## WHAT IS ASKED
Starting at the first of the lines and ending at the line containing "[(226, 119), (197, 109)]", write each of those lines out again in full. Add 130 to every point coordinate in the answers, and leave the sample coordinates as they are.

Lines contained in a dataset
»»
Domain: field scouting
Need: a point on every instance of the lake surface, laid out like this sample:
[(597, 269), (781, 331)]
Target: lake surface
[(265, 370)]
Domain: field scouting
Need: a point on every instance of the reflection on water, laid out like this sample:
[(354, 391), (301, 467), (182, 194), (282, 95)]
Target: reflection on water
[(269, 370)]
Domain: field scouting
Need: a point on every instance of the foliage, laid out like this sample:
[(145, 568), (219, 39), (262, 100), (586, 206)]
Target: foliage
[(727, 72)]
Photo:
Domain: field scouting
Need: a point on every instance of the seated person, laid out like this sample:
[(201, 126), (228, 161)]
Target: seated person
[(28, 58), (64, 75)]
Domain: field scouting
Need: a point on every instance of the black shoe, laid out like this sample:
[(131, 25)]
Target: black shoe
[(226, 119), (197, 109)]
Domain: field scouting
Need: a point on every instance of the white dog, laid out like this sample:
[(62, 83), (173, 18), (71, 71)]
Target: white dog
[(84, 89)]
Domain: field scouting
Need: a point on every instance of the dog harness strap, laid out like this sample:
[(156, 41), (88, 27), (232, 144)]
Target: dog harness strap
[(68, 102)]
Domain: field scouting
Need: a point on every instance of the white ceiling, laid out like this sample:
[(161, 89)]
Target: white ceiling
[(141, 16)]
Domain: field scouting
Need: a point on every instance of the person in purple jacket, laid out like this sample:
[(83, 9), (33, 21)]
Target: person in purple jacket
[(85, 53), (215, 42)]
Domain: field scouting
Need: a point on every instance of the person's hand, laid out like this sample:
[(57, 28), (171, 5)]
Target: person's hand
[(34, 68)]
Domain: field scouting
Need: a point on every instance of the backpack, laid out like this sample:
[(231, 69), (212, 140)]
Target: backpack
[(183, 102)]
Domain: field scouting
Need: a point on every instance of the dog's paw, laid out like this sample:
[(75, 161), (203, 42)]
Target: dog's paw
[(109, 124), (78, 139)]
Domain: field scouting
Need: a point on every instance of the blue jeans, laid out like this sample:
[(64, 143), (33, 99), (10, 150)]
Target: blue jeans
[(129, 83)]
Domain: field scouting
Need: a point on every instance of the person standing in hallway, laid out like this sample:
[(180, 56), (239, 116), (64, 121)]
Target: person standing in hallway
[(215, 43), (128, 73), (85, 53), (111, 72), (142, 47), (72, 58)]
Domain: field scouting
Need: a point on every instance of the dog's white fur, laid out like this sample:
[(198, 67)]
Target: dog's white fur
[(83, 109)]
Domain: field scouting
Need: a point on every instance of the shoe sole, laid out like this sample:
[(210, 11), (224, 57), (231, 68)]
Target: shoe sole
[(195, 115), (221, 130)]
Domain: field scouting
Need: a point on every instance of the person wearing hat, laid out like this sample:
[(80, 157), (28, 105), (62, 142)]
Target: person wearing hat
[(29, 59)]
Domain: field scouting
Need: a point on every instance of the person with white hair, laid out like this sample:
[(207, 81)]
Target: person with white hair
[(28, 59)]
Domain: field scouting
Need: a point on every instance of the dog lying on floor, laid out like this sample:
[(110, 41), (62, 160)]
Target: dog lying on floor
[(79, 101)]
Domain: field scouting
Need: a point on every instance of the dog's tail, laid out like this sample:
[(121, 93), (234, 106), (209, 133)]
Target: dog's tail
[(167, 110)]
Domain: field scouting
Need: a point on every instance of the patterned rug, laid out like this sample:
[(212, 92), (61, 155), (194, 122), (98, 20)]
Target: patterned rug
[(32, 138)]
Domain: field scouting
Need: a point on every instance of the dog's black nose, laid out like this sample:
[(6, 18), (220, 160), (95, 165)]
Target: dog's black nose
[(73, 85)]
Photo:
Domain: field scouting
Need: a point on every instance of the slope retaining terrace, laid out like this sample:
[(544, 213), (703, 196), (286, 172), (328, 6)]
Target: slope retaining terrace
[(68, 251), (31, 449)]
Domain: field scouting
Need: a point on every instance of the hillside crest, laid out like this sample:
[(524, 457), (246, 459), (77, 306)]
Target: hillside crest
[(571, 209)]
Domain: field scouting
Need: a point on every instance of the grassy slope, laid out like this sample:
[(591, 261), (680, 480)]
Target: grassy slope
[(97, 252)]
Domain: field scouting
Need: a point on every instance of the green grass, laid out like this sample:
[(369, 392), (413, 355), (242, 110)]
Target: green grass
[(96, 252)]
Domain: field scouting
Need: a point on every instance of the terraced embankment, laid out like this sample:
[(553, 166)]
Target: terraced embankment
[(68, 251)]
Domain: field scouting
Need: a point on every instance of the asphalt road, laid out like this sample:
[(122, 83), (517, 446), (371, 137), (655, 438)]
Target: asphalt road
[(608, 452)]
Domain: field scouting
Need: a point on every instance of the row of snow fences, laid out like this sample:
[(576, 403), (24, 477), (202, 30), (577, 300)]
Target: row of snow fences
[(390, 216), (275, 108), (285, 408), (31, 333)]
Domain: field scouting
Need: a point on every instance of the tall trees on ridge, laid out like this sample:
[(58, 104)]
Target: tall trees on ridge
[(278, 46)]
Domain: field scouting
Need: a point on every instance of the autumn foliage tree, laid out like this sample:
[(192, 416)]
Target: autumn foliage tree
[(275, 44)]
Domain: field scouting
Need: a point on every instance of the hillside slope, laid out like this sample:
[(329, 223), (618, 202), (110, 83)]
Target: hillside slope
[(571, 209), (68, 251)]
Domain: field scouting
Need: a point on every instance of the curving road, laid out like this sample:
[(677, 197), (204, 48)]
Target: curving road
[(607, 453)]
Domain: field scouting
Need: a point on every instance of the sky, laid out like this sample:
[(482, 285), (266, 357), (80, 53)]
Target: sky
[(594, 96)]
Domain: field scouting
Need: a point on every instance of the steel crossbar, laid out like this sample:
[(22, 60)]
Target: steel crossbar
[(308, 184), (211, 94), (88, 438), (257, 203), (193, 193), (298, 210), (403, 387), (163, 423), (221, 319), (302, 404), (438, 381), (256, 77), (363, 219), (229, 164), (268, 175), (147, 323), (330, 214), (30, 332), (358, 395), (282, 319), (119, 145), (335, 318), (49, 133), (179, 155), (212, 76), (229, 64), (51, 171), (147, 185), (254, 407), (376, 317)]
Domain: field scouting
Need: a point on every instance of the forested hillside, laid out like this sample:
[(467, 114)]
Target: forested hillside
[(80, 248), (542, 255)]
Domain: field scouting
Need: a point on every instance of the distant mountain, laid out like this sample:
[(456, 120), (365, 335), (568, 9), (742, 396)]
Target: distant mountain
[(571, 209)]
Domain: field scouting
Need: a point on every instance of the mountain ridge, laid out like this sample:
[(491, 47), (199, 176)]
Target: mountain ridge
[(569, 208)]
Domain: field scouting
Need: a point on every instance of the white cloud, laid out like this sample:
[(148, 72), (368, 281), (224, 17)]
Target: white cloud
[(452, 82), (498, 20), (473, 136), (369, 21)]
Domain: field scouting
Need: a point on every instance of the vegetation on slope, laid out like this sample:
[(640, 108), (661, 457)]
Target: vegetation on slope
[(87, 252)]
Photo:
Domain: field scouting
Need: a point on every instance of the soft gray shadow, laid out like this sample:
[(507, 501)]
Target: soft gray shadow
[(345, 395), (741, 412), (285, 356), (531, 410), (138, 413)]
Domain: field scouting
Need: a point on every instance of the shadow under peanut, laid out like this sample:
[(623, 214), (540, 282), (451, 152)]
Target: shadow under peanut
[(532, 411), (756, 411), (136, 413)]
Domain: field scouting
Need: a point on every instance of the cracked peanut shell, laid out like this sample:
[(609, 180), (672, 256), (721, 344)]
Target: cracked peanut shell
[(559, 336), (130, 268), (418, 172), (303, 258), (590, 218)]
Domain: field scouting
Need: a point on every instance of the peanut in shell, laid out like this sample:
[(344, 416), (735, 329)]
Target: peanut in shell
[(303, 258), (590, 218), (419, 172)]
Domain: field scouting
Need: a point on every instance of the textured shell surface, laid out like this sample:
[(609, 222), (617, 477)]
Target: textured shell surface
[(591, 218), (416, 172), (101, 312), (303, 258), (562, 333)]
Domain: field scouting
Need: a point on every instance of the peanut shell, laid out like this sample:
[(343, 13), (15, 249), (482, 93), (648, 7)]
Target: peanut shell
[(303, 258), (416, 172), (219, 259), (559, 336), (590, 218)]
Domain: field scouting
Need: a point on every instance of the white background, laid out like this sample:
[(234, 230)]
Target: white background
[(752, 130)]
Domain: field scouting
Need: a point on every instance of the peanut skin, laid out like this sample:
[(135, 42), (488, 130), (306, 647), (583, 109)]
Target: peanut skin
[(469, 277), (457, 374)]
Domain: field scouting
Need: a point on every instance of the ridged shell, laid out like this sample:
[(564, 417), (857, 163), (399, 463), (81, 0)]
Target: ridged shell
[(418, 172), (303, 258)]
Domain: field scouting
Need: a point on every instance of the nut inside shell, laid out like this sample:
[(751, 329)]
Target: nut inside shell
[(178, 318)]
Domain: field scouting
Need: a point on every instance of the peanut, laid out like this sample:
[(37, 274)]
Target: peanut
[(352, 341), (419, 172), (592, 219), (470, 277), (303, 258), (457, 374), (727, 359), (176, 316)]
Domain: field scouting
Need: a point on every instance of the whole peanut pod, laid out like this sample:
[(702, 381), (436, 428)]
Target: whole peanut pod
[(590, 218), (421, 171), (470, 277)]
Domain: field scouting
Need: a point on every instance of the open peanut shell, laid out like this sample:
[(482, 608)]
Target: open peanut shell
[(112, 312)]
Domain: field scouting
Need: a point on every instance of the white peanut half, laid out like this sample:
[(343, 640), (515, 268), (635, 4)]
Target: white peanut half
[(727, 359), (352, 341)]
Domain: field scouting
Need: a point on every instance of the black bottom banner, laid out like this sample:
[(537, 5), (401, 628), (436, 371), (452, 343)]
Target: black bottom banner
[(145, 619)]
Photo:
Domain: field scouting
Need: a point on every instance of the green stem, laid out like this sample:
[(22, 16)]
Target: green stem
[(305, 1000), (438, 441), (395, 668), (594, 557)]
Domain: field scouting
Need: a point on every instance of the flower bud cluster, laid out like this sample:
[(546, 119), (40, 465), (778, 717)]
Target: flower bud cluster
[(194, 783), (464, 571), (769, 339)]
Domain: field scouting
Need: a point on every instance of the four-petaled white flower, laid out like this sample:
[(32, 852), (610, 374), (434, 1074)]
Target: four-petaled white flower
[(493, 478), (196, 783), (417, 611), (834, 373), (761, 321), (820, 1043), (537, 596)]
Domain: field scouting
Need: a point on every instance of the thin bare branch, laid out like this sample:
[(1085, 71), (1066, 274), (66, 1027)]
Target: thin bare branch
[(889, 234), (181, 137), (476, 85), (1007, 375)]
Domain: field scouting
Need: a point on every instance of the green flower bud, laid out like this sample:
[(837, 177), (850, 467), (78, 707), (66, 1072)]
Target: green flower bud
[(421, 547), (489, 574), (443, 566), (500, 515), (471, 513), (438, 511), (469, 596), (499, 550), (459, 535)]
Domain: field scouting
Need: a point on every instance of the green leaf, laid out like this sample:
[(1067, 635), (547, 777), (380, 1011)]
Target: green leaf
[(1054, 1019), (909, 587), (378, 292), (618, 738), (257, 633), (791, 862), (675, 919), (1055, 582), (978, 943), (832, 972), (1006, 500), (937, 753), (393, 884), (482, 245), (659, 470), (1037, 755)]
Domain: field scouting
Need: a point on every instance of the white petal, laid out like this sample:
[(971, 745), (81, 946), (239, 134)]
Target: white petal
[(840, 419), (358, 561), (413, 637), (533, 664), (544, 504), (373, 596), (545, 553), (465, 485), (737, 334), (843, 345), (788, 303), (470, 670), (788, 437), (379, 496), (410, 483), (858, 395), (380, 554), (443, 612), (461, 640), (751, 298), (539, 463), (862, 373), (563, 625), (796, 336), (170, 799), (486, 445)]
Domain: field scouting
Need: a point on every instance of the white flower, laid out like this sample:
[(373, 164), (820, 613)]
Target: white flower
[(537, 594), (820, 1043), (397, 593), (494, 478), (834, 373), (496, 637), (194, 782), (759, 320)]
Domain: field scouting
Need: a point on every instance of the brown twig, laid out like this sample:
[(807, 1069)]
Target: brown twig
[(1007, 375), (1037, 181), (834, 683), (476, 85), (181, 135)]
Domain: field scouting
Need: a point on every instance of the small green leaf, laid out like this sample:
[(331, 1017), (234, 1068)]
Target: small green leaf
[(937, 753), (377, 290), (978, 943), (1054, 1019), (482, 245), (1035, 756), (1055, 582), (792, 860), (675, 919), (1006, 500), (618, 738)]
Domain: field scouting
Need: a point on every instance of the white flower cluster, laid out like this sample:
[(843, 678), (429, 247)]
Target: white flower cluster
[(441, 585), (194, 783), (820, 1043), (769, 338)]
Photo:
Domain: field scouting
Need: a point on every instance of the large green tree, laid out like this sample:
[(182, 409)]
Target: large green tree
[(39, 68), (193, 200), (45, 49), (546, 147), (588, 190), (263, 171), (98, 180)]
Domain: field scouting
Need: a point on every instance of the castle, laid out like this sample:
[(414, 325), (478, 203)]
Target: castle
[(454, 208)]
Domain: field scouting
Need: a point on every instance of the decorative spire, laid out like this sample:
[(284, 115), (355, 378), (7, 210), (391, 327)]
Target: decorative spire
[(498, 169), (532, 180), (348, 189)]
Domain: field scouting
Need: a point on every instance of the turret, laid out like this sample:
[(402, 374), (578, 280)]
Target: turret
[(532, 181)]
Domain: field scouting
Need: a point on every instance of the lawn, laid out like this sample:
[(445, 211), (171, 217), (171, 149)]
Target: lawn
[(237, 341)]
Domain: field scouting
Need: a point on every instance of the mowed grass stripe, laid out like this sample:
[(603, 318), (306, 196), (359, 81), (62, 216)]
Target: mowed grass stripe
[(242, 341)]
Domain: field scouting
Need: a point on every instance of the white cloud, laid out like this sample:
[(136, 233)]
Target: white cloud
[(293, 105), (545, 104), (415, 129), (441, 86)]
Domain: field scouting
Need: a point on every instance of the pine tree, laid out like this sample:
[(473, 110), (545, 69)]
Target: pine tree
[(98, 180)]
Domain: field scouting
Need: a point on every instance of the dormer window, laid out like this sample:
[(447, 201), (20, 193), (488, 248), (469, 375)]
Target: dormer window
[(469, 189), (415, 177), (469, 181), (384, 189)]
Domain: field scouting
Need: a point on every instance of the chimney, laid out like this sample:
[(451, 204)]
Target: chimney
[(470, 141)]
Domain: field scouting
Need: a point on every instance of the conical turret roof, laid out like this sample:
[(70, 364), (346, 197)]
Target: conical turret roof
««
## THE RESPONSE
Domain: field scouting
Need: a point on every instance of the lake surface, laid out like this sample:
[(597, 269), (781, 331)]
Target: lake surface
[(395, 500)]
Domain: field scouting
Need: a point on every instance of the reflection on water, laid out like this sample:
[(354, 391), (301, 467), (182, 194), (282, 95)]
Target: reflection on water
[(399, 500)]
Domain: field scouting
Need: a point on every instance of the foliage, laid out like this sample:
[(145, 568), (219, 39), (262, 100), (586, 206)]
Target: foliage
[(857, 202)]
Photo:
Domain: field scouting
Need: a point on every instance of the seated person, laid out like this sample:
[(201, 126), (228, 161)]
Target: seated person
[(158, 188), (194, 205)]
Domain: field scouting
Need: a point on every instance of the black shoe, laid out like this sample:
[(131, 25)]
Target: black shoe
[(356, 249), (327, 239)]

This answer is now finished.